[Compiti]:
1. Indichi se le seguenti affermazioni concordano con il brano su Philip K. Dick, rispondendo sì o no e citando le parole decisive del brano: (a) Dick morì nel 1982; (b) l'influenza di Dick ha riguardato soltanto il cinema; (c) Dick è presentato come precursore del cyberpunk.
2. Riprenda il brano su Philip K. Dick dal punto in cui si interrompe.

[Estratto del documento]:
----------------

Philip K. Dick: i 10 migliori film e serie tv tratti dai suoi romanzi
Se amate la fantascienza di Blade Runner, Minority Report e The Man in the High Castle, è tutto merito di Philip K. Dick. Un autore rivoluzionario, che ha cambiato il nostro modo di guardare al futuro dell'umanità.
Il cinema ama Philip K. Dick. Soprattutto dopo la sua morte – avvenuta prematuramente nel 1982 – buona parte della sua opera è diventata modello e base della nuova fantascienza: la settima arte, la letteratura, i fumetti e la musica hanno subìto – e tutt’ora subiscono – la potentissima influenza culturale di un autore visionario e postmoderno, precursore dei movimenti artistici avantpop e cyberpunk.

----------------

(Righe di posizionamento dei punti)
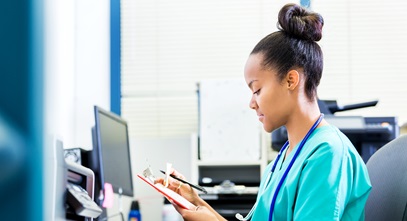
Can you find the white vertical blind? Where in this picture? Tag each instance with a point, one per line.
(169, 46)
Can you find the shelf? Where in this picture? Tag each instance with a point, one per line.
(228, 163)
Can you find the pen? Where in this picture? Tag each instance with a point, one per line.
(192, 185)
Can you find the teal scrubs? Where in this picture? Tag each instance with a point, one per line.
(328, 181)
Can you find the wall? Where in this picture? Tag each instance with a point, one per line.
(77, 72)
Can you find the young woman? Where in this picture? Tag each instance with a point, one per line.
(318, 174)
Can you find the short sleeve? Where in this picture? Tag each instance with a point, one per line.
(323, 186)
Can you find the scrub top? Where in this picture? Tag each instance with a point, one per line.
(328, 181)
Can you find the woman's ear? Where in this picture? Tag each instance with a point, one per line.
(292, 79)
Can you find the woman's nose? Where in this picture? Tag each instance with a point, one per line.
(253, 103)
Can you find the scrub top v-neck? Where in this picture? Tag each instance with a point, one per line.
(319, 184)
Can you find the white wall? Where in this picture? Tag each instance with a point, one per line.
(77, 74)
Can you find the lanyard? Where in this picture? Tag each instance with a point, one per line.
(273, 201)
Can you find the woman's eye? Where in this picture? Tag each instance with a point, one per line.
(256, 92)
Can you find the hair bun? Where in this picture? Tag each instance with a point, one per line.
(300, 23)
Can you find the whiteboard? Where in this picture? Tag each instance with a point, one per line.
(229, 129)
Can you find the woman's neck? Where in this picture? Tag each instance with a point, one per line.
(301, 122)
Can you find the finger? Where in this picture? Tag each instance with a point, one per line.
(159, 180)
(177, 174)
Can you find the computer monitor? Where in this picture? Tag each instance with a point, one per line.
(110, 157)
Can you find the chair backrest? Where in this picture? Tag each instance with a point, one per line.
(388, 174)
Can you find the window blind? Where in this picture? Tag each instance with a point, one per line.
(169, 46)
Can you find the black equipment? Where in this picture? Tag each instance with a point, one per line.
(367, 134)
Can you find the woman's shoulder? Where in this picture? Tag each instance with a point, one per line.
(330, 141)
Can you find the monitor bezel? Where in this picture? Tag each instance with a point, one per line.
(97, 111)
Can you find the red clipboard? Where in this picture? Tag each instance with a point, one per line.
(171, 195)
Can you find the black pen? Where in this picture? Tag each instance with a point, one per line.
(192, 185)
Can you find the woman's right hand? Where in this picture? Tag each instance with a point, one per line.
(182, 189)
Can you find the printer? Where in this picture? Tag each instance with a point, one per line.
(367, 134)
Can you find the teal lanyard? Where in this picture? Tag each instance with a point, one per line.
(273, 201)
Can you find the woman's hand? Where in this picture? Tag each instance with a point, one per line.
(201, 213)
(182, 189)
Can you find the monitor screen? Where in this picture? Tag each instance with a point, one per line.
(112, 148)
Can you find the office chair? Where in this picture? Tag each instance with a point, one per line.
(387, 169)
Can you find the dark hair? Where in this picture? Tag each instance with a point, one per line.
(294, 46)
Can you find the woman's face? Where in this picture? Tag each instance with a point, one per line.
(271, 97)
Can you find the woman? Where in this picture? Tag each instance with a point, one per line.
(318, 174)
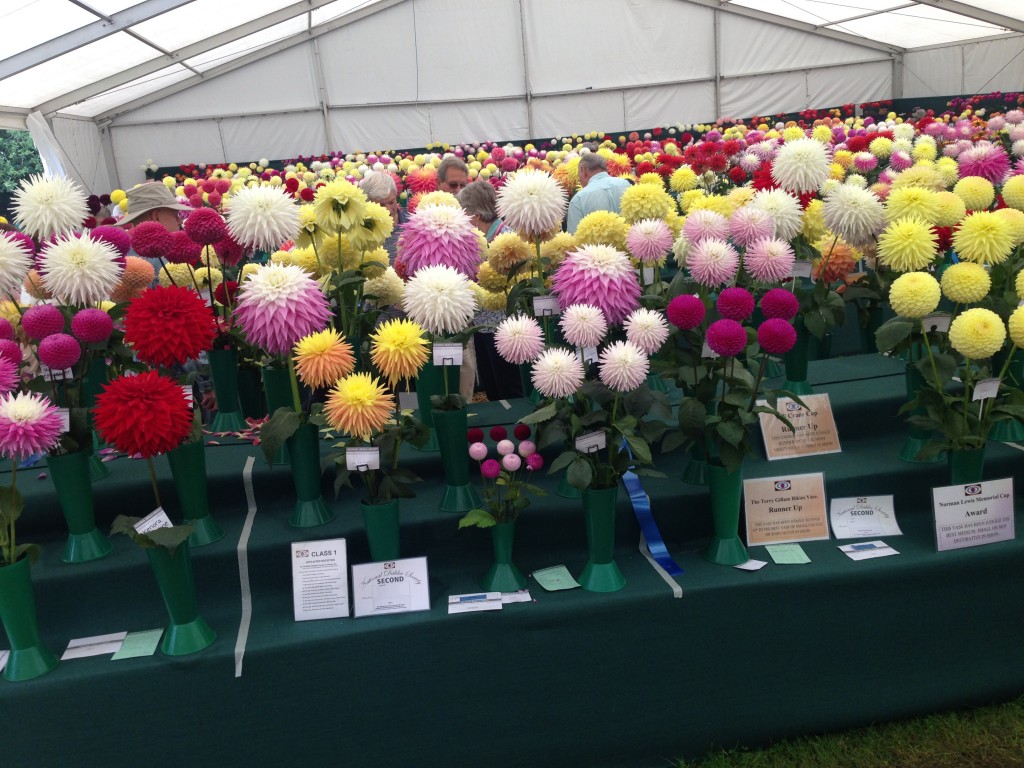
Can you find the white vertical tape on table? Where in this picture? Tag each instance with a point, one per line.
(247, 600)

----------------

[Compiti svolti]:
1.
(a) Sì: «avvenuta prematuramente nel 1982».
(b) No: «la settima arte, la letteratura, i fumetti e la musica hanno subìto».
(c) Sì: «precursore dei movimenti artistici avantpop e cyberpunk».

2.
Approfittando dell’uscita della terza stagione di The Man in the High Castle (prodotta da Amazon), ripercorriamo i migliori adattamenti cinematografici e seriali di Philip K. Dick: una storia lunga oltre trent’anni, fatta di mondi visionari/distopici, pessimismo filosofico, irruzioni sovrannaturali e continui cortocircuiti fra realtà e illusione.
Il meglio di Philip K. Dick da Il cacciatore di androidi (da cui è tratto Blade Runner) a Electric Dreams
Blade Runner (Ridley Scott, 1982)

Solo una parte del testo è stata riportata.